══ TEXT BLOCK ══

Let’s see, the next thing I remember was my mother cooked on the fire. We had a little one room cabin there, and I’m not jokin or lyin’ it looked like the cabin, the Clampett’s cabin there you see on television (this was around 1930). I’m not lyin’ to you it looked like that. And we had one room and a fireplace and a little kitchen made out of boards that dad had rived with a froe. It was cold in the winter a sight. My mother would cook on the fire of a evenin’ and dad built us a big room there out of logs next to that right up against it you know and cut a door out to go into the big room. It was 16 foot square. He set a big heatin’ stove right in the middle of it and that was the most comfortable place I was ever in. But we stayed there and my mother was cookin’ on the fire one evenin’ and I must of been four or five, I don’t know how old I was. But anyway she had a pot of boilin’ water settin’ on the hearth and I started to run across the hearth and put my foot in it. That’s the next thing I remember real good. The hide come off my foot when we took my shoe off and I seen dad run. He run out of the field. He was back in the field clearing ground, cuttin’ down the finest timber you ever seen, a rollin it up and burnin it, tryin to make a place to grow corn. But he run to the house and there was an old man named Doc Hawkin, herb doctor. And you know, I didn’t know if he had been to medical school but he had lived over in Cumberland. Him and his brother went to medical school and his brother got a license and practiced medicine there in Cholera. But Doc dropped out of medical school but he come to Cutshin and practiced medicine. I don’t remember what he done to my foot but he took care of it. If you didn’t have any money he’d take a few potatoes or whatever you had to give him. But anyway we lived there and I guess I got spoiled real bad when I burnt my foot. They’d have to lead me everywhere I went and I wouldn’t walk and the foot was well and they were still leadin. Homer jerked his hand loose from me one time and boy I got onto him over that. Pretended I couldn’t walk.
(Steve: “Homer was older than you?”)

═══
══ PROVIDED DATA ══

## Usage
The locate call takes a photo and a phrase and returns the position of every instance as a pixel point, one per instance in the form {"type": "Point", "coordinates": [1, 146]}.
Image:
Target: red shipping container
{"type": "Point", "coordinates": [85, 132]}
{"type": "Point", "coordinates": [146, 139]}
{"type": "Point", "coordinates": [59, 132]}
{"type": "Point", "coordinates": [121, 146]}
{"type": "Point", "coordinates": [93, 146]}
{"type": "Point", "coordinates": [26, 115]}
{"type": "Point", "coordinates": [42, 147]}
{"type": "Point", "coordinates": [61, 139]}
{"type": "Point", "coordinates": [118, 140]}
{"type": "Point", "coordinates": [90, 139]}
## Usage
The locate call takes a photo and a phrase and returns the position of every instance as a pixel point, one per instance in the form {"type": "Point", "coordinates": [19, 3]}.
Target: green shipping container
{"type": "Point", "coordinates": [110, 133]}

═══

#### PROBLEM REQUIREMENTS:
List every place name that appears in the childhood recollection.

#### RESULT BELOW:
Cumberland, Cholera, Cutshin